The data>

╔══

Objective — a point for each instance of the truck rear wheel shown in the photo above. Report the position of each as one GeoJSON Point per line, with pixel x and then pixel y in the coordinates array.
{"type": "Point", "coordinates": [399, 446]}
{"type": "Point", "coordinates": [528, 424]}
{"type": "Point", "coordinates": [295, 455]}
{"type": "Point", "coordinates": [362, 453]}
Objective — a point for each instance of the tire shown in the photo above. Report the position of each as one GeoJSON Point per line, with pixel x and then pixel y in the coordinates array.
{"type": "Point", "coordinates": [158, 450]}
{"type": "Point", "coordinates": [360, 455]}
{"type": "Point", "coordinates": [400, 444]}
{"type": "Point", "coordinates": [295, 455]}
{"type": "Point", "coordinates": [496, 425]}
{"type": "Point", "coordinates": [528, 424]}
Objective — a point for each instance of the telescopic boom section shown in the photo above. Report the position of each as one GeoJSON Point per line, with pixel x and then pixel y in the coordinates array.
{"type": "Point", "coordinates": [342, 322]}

╚══

What is needed> Starting at the line that contains "Objective — a point for each instance of the telescopic" and continuing through the end of the items, rewrite those lines with "telescopic boom section" replaced by "extendable boom segment" and nothing else changed.

Solution>
Objective — a point for each instance of the extendable boom segment shown in the photo above. Report the position of each as one GeoJSON Point per line, with pixel x and then pixel y in the coordinates array.
{"type": "Point", "coordinates": [342, 322]}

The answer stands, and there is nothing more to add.